Information:

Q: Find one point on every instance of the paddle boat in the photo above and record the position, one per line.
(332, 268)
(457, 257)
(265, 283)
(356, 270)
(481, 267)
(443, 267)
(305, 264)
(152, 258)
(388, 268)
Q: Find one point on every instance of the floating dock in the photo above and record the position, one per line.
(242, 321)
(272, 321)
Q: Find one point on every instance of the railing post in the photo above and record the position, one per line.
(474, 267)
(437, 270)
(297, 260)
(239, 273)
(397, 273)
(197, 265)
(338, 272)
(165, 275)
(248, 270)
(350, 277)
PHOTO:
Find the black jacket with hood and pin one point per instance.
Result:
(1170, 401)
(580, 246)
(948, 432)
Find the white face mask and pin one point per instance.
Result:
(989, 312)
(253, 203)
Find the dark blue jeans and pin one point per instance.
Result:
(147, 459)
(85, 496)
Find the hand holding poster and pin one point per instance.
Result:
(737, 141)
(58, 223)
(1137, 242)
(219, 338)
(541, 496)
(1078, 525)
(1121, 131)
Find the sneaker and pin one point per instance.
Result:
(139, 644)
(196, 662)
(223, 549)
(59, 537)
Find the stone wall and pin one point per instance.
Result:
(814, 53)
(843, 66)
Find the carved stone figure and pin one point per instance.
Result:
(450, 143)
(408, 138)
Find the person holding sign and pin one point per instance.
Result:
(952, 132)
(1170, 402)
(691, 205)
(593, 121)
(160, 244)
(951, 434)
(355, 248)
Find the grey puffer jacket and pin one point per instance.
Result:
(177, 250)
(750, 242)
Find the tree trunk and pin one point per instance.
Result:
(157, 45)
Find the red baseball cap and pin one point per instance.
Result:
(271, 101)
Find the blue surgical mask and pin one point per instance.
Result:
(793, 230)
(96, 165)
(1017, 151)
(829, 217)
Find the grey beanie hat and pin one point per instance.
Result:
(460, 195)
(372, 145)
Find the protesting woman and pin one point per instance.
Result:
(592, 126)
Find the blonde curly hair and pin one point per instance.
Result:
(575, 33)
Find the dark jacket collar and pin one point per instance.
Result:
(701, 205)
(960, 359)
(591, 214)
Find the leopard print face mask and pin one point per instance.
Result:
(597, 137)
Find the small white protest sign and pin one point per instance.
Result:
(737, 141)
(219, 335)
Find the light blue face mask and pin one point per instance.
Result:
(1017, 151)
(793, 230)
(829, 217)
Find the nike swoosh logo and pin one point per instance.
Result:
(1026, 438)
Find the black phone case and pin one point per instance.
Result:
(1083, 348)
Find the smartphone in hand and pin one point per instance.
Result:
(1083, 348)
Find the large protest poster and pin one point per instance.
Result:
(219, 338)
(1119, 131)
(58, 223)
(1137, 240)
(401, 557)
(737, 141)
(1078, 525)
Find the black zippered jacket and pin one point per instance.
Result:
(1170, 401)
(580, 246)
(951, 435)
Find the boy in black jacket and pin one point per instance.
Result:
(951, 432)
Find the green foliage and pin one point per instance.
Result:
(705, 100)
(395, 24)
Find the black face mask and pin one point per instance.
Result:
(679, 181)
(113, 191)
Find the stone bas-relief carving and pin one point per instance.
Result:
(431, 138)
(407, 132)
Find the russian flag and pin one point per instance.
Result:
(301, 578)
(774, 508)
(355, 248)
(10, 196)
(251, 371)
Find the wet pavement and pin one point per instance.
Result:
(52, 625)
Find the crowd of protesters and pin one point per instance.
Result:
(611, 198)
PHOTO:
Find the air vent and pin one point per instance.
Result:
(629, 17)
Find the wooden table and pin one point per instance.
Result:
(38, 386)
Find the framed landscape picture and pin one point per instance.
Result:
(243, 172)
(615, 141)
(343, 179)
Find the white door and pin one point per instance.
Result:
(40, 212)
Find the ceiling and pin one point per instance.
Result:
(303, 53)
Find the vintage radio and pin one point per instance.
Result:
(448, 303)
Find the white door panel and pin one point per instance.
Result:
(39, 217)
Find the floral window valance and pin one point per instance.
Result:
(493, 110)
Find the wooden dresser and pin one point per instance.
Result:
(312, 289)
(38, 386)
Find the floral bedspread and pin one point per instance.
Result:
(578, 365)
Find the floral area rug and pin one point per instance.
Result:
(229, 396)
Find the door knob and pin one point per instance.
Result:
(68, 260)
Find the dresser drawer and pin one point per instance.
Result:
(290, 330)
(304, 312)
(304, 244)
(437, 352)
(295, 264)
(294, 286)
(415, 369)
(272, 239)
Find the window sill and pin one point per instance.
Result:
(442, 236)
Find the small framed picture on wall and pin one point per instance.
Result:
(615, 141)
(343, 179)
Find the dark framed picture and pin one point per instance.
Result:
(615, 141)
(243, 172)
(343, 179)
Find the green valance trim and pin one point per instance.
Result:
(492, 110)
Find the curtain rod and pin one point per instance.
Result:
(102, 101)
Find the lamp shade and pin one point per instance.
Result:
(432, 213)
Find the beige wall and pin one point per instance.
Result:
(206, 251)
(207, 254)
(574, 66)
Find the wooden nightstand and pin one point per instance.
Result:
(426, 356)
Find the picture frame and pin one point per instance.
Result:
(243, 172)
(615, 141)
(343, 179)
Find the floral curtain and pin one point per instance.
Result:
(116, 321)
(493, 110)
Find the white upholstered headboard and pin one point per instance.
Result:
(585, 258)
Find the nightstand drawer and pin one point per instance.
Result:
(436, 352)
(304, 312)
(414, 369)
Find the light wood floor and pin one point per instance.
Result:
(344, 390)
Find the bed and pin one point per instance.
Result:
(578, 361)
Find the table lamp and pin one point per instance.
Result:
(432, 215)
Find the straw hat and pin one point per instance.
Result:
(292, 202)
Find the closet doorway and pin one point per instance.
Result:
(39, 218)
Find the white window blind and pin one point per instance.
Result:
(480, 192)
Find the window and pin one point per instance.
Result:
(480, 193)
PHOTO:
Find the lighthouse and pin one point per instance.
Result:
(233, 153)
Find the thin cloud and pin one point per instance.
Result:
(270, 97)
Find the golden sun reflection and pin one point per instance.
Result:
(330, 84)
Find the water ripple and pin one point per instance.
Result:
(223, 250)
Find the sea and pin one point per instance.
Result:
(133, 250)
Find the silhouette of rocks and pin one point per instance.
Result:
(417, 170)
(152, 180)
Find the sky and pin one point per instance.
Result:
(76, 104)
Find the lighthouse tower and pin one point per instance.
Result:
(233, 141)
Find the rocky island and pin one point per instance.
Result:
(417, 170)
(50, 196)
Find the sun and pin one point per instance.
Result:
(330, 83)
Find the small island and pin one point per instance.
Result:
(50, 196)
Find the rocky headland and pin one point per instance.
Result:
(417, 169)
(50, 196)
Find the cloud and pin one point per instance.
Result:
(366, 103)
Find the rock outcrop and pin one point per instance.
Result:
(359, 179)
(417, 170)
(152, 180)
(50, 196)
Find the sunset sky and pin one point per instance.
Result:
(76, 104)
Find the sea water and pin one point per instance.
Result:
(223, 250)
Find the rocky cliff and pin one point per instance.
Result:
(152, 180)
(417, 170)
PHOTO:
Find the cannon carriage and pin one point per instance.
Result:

Directions:
Exactly as shown above, return every record.

Response to the task:
Q: Find one point on every instance of the paddle boat in the photo above and record the position, one per line.
(332, 268)
(457, 257)
(265, 283)
(356, 270)
(481, 267)
(443, 267)
(305, 264)
(152, 258)
(388, 268)
Q: Find one point on every instance of the floating dock in the photo above and record the position, one per line.
(242, 321)
(272, 321)
Q: Find one point on every instance of the railing post in the photo above and record the position, one per line.
(474, 267)
(437, 270)
(297, 260)
(239, 273)
(397, 273)
(197, 265)
(338, 272)
(165, 275)
(248, 270)
(350, 277)
PHOTO:
Find the black jacket with hood and pin one point per instance.
Result:
(1170, 401)
(580, 246)
(948, 432)
Find the white face mask and pin one point per instance.
Result:
(989, 312)
(253, 203)
Find the dark blue jeans and pin one point per instance.
Result:
(147, 459)
(85, 496)
Find the hand holding poster and pin one point per instance.
Result:
(737, 141)
(58, 223)
(1137, 242)
(219, 338)
(541, 496)
(1078, 525)
(1121, 131)
Find the sneaker and pin one point per instance.
Result:
(139, 644)
(196, 662)
(223, 549)
(59, 537)
Find the stone wall and pin one point per instance.
Result:
(814, 53)
(843, 66)
Find the carved stone figure and pin one point per instance.
Result:
(450, 143)
(408, 138)
Find the person holding sign and pin one point per instance.
Result:
(952, 132)
(1170, 402)
(691, 205)
(593, 121)
(160, 244)
(951, 434)
(355, 248)
Find the grey puffer jacket and pin one point per instance.
Result:
(177, 250)
(750, 242)
Find the tree trunk and pin one point per instance.
Result:
(157, 45)
Find the red baseball cap and pin one point per instance.
Result:
(271, 101)
Find the blue surgical mask and pin one point per instance.
Result:
(793, 230)
(96, 165)
(1017, 151)
(829, 217)
Find the grey beanie hat and pin one point per instance.
Result:
(460, 195)
(372, 145)
Find the protesting woman and pin one point per instance.
Result:
(592, 126)
Find the blonde curly hair and pin one point per instance.
Result:
(575, 33)
Find the dark jacket collar and pin one point per instance.
Result:
(701, 205)
(960, 359)
(591, 214)
Find the leopard print face mask and pin one point per instance.
Result:
(597, 137)
Find the small white protest sign and pin one point per instance.
Result:
(737, 141)
(219, 335)
Find the light blue face mask and pin one point per instance.
Result:
(1017, 151)
(793, 230)
(829, 217)
Find the nike swoosh logo and pin one point per instance.
Result:
(1026, 438)
Find the black phone case and pin one point per instance.
Result:
(1083, 348)
Find the smartphone in hand and pin one point per instance.
Result:
(1083, 348)
Find the large protest poster and pin one point per instance.
Result:
(219, 338)
(1119, 131)
(58, 223)
(1137, 240)
(401, 557)
(737, 141)
(1078, 525)
Find the black zippered jacket and pin one point per instance.
Result:
(1170, 401)
(580, 246)
(951, 435)
Find the boy in black jacket and pin one point per instance.
Result:
(951, 432)
Find the green foliage and pin one point per instance.
Result:
(705, 100)
(395, 24)
Find the black face mask and pin one point per instance.
Result:
(679, 181)
(113, 191)
Find the stone bas-relief carving and pin one point per instance.
Result:
(431, 138)
(407, 132)
Find the russian flag and pin one point per instance.
Result:
(301, 578)
(774, 508)
(355, 248)
(10, 196)
(251, 371)
Find the wet pavement and pin one point per instance.
Result:
(52, 625)
Find the crowd of protesters and pin one point per instance.
Result:
(611, 198)
PHOTO:
Find the air vent and pin one point per instance.
Result:
(629, 17)
Find the wooden table and pin one point per instance.
Result:
(38, 386)
Find the framed landscape picture and pin one point per instance.
Result:
(243, 172)
(615, 141)
(343, 179)
Find the white door and pin one point per instance.
Result:
(40, 212)
Find the ceiling and pin one point per instance.
Result:
(303, 53)
Find the vintage radio and pin one point per instance.
Result:
(448, 303)
Find the white door panel and pin one point per instance.
Result:
(39, 217)
Find the floral window valance and pin one point per instance.
Result:
(493, 110)
Find the wooden dresser and pin one point per instance.
Result:
(312, 289)
(38, 386)
Find the floral bedspread and pin one point per instance.
Result:
(578, 365)
Find the floral area rug and pin one point per instance.
Result:
(229, 396)
Find the door knob and pin one point per instance.
Result:
(68, 260)
Find the dresser drawer and pin one point per instance.
Result:
(290, 330)
(304, 312)
(304, 244)
(437, 352)
(295, 264)
(294, 286)
(415, 369)
(272, 239)
Find the window sill and pin one point per instance.
Result:
(442, 236)
Find the small framed picture on wall and pin one point per instance.
Result:
(615, 141)
(343, 179)
Find the dark framed picture and pin one point per instance.
Result:
(615, 141)
(243, 172)
(343, 179)
Find the green valance trim and pin one point per instance.
Result:
(492, 110)
Find the curtain rod and pin one point per instance.
Result:
(102, 101)
Find the lamp shade and pin one point per instance.
Result:
(432, 213)
Find the beige wall and pin one point per instance.
Result:
(206, 251)
(207, 254)
(574, 66)
Find the wooden nightstand and pin one point per instance.
Result:
(426, 356)
Find the picture frame and pin one point per instance.
Result:
(243, 172)
(615, 141)
(343, 179)
Find the floral curtain and pin one point per instance.
Result:
(116, 321)
(493, 110)
Find the white upholstered headboard and pin one point per instance.
Result:
(585, 258)
Find the nightstand drawer and pin one point per instance.
Result:
(436, 352)
(304, 312)
(414, 369)
Find the light wood floor and pin one point per instance.
Result:
(344, 390)
Find the bed and pin one point per instance.
Result:
(578, 361)
Find the table lamp and pin one point per instance.
Result:
(432, 215)
Find the straw hat and pin one point per instance.
Result:
(292, 202)
Find the closet doorway and pin one point per instance.
Result:
(39, 218)
Find the white window blind and pin one point per instance.
Result:
(480, 192)
Find the window and pin one point per instance.
Result:
(480, 193)
PHOTO:
Find the lighthouse and pin one point per instance.
Result:
(233, 153)
Find the thin cloud and pin one point per instance.
Result:
(270, 97)
Find the golden sun reflection and pin one point per instance.
Result:
(330, 84)
Find the water ripple and pin one point per instance.
Result:
(223, 250)
Find the sea and pin one point per instance.
Result:
(133, 250)
Find the silhouette of rocks and pin one point per instance.
Result:
(417, 170)
(152, 180)
Find the sky and pin one point per instance.
Result:
(76, 104)
Find the lighthouse tower and pin one point per instance.
Result:
(233, 141)
Find the rocky island and pin one point per instance.
Result:
(417, 170)
(50, 196)
Find the sun and pin one point per instance.
Result:
(330, 83)
Find the small island and pin one point per instance.
Result:
(50, 196)
Find the rocky headland and pin one point per instance.
Result:
(417, 169)
(50, 196)
Find the cloud and pin one point per instance.
Result:
(366, 103)
Find the rock outcrop and pin one point per instance.
Result:
(359, 179)
(417, 170)
(152, 180)
(50, 196)
Find the sunset sky and pin one point per instance.
Result:
(76, 104)
Find the sea water and pin one point per instance.
Result:
(223, 250)
Find the rocky cliff and pin one point per instance.
Result:
(152, 180)
(417, 170)
PHOTO:
Find the cannon carriage and pin one point per instance.
Result:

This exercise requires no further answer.